* **Consegna**:
Riscrivi la parte dei record che si apre con la riga contenente "burgundy tweed coat on this basis." e arriva fino alla fine dei record, richieste comprese, moltiplicando per 1,45 ogni coordinata delle risposte e arrotondando all'intero (le metà per eccesso). Ometti le immagini.

┌──

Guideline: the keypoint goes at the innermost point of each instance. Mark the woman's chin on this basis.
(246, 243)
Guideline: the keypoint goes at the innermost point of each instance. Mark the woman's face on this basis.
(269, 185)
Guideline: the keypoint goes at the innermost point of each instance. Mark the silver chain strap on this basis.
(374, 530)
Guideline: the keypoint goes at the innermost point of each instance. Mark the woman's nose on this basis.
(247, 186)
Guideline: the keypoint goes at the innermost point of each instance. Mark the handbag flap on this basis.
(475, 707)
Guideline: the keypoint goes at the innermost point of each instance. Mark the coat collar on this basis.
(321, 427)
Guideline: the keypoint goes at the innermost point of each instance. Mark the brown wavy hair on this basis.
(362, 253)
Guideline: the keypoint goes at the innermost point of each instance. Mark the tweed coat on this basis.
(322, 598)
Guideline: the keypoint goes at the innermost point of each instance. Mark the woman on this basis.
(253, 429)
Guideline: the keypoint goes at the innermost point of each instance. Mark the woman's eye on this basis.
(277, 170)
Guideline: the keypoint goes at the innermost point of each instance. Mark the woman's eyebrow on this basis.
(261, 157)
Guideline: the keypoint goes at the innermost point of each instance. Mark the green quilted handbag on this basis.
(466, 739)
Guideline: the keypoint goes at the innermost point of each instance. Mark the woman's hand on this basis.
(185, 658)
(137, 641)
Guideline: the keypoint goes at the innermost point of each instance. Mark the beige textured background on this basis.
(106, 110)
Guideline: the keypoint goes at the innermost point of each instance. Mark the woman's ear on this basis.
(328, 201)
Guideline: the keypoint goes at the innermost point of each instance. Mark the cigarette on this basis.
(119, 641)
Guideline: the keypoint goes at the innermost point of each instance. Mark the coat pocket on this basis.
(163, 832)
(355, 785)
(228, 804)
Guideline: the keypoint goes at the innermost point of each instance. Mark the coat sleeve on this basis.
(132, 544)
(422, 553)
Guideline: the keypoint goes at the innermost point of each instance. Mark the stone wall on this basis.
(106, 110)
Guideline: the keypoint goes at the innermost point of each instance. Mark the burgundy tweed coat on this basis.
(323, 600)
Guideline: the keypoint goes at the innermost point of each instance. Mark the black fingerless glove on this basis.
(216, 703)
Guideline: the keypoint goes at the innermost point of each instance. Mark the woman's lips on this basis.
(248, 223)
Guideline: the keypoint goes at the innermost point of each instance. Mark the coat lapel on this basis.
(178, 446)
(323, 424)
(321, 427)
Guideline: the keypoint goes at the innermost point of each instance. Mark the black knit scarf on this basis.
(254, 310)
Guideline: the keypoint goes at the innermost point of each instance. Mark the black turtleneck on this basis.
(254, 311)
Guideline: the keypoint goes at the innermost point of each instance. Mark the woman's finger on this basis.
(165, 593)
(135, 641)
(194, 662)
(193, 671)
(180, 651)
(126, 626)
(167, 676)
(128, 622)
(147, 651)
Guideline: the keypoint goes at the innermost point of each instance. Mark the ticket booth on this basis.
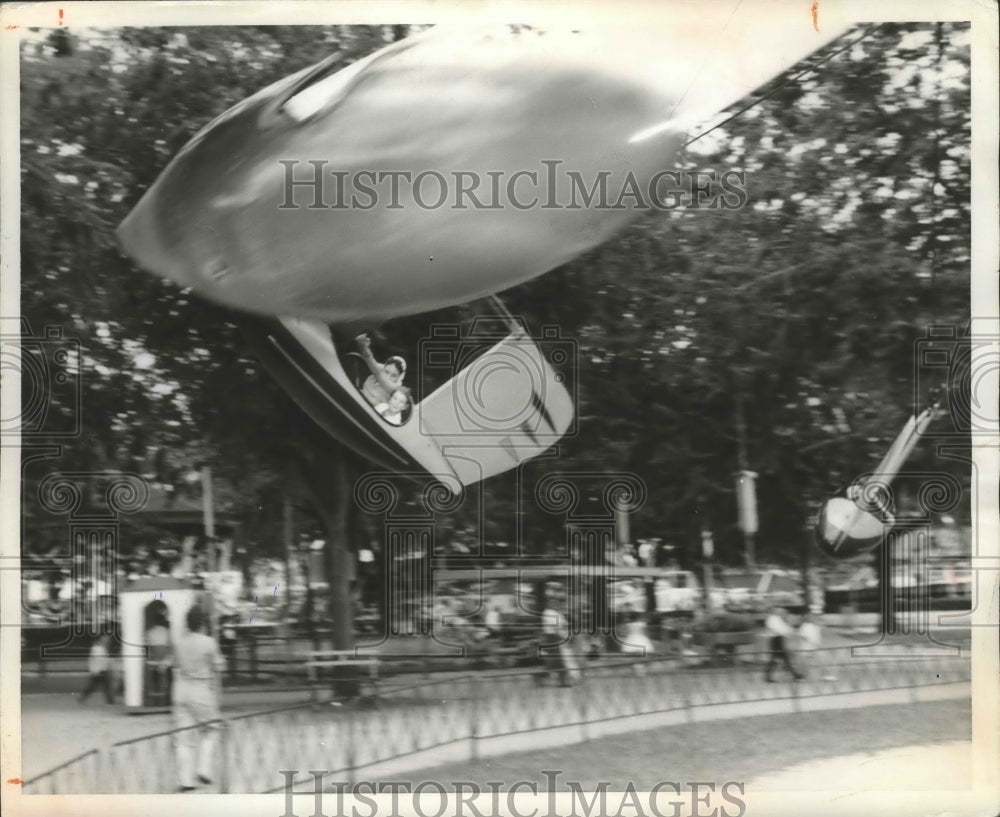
(153, 612)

└──

* **Risposta attesa**:
Guideline: the keypoint goes at the innermost point of each instance. Mark the burgundy tweed coat on this basis.
(468, 870)
Guideline: the keypoint goes at the innermost point of each instance. Mark the black fingerless glove on this basis.
(313, 1019)
Guideline: the keypoint goes at the innermost point of each instance. Mark the woman's lips on this basis.
(360, 323)
Guideline: the keypoint goes at the innermost point of each instance. Mark the coat lapel on this basis.
(258, 647)
(468, 615)
(465, 619)
Guideline: the keypoint goes at the innermost point of each instance. Mark the black knit scarf on this basis.
(368, 450)
Guideline: the keypoint goes at the innermost point of each instance. Mark the black turtleneck on this basis.
(368, 451)
Guideline: the keypoint goes at the innermost point of each instance. Mark the woman's finger on this basis.
(239, 860)
(196, 929)
(281, 960)
(280, 973)
(261, 944)
(183, 908)
(242, 980)
(186, 902)
(213, 944)
Guideline: the keypoint goes at the innermost point of each instance. Mark the ticket booth on this basis.
(222, 887)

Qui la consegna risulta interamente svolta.